Task to carry out - Whenever a line in the entries includes the word "kiwi", copy that line out.

*** Opening of Information given ***

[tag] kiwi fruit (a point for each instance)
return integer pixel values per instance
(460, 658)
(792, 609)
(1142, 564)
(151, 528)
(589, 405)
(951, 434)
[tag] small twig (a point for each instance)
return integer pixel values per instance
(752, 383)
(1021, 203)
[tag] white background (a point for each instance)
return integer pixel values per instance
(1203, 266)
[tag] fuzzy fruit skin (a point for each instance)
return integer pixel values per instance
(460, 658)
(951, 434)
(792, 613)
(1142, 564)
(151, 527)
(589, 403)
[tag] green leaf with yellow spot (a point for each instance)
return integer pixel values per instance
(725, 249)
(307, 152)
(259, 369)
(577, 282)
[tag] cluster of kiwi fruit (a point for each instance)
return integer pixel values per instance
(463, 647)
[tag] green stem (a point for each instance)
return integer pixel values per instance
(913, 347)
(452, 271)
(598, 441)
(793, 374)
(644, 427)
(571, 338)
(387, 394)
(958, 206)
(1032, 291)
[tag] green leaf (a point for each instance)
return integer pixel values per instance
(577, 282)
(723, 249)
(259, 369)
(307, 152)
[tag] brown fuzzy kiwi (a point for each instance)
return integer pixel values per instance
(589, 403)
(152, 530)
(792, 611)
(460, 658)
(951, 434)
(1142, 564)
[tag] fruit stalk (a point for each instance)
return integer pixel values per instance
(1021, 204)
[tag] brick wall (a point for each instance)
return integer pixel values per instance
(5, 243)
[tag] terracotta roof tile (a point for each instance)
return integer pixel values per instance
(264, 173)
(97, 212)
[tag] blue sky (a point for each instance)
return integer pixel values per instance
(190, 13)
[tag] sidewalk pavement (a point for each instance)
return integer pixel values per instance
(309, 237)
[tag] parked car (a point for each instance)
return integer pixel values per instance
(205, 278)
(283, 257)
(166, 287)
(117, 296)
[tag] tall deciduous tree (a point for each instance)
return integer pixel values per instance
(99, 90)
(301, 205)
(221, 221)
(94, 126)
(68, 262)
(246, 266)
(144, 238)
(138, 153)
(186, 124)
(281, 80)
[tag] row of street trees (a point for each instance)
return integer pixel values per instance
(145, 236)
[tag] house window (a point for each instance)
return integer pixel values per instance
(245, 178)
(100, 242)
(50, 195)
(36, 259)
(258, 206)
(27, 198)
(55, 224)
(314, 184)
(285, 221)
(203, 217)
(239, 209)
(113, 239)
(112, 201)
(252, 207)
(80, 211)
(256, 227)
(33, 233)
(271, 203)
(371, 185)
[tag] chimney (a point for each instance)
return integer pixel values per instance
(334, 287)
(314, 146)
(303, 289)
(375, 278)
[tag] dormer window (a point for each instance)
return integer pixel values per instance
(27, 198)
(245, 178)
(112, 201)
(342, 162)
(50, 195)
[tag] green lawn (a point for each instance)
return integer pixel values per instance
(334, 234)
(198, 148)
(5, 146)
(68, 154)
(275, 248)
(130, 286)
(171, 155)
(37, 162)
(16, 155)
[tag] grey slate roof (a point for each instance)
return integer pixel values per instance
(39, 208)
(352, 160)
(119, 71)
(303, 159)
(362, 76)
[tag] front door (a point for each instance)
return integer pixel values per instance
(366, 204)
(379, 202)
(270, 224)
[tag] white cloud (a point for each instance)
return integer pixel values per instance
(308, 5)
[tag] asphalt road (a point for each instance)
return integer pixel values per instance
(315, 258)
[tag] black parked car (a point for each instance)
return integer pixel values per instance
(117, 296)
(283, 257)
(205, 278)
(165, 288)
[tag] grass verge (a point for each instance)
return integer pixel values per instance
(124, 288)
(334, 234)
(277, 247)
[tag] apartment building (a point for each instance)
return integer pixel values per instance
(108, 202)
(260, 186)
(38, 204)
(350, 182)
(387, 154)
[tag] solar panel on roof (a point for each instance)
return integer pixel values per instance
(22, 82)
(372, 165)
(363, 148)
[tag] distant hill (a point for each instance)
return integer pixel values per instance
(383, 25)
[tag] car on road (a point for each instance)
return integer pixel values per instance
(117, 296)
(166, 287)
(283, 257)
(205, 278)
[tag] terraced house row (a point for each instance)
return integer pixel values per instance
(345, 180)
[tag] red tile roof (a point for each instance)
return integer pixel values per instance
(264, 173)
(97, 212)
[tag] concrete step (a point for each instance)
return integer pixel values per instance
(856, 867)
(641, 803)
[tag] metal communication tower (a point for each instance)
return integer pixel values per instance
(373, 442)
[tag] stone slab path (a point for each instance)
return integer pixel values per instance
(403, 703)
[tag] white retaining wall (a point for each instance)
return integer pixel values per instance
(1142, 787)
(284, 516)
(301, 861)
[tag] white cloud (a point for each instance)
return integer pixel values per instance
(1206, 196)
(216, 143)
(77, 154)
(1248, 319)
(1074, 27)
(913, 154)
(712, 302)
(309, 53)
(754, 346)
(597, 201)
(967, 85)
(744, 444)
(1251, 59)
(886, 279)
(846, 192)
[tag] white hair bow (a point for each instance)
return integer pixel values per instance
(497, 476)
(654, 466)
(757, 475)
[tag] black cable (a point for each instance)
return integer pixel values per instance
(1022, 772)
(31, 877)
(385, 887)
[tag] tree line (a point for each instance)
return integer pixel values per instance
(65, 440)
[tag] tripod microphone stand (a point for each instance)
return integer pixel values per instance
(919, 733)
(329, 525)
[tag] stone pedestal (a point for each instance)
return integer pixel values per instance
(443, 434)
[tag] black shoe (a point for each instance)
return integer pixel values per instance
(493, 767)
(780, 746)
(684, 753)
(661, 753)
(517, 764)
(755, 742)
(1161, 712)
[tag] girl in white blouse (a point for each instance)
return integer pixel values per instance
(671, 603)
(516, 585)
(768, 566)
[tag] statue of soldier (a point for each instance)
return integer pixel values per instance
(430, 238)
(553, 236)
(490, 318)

*** Close of Information given ***

Response to the task -
[tag] kiwi fruit (a point for each instance)
[tag] cluster of kiwi fruit (a point for each instance)
[tag] brown fuzzy kiwi (a point for each instance)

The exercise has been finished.